Render the lines of the listing below, from the line with "Below is an" to the line with "[620, 58, 647, 77]", as a JSON list of strings, one string per line, omitting any blank lines.

Begin DATA TO USE

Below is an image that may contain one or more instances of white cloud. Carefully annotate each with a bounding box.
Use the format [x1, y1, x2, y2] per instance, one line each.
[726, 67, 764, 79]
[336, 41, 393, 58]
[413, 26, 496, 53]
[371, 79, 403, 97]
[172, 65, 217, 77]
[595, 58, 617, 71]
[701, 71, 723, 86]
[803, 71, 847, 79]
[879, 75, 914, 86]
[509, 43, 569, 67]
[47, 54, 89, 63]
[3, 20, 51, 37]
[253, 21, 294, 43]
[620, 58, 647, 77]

End DATA TO USE
Begin DATA TO USE

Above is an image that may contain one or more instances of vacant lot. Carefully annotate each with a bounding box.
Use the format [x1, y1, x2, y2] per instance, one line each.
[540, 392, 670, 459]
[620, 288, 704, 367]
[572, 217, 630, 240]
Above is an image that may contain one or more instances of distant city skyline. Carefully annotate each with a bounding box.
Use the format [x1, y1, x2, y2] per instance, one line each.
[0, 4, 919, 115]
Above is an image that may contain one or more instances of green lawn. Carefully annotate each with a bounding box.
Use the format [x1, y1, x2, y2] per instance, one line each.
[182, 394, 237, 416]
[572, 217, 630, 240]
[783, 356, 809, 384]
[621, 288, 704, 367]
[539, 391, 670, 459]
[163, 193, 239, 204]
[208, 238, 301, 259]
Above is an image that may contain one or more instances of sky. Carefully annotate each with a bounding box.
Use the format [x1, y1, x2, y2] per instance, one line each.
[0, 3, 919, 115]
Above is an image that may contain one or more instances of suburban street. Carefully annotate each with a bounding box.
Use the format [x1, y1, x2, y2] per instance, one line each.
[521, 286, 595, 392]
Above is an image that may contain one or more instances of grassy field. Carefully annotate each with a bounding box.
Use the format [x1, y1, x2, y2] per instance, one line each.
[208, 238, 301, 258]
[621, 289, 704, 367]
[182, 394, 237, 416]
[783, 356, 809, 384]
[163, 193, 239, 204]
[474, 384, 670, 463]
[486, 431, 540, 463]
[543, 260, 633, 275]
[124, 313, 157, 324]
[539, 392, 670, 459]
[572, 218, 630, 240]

End DATA TO USE

#### FULL OUTPUT
[
  "Below is an image that may contain one or more instances of white cloud. Carefully annotate each with a bounding box.",
  "Use the format [x1, y1, x2, y2] per instance, one line each.",
  "[726, 67, 764, 79]",
  "[336, 41, 393, 58]",
  "[413, 26, 496, 53]",
  "[371, 79, 403, 97]",
  "[172, 65, 217, 77]",
  "[595, 58, 617, 71]",
  "[701, 71, 723, 86]",
  "[803, 71, 847, 79]",
  "[879, 75, 914, 86]",
  "[509, 43, 569, 67]",
  "[47, 54, 89, 63]",
  "[3, 20, 51, 37]",
  "[253, 21, 294, 43]",
  "[620, 58, 647, 77]"
]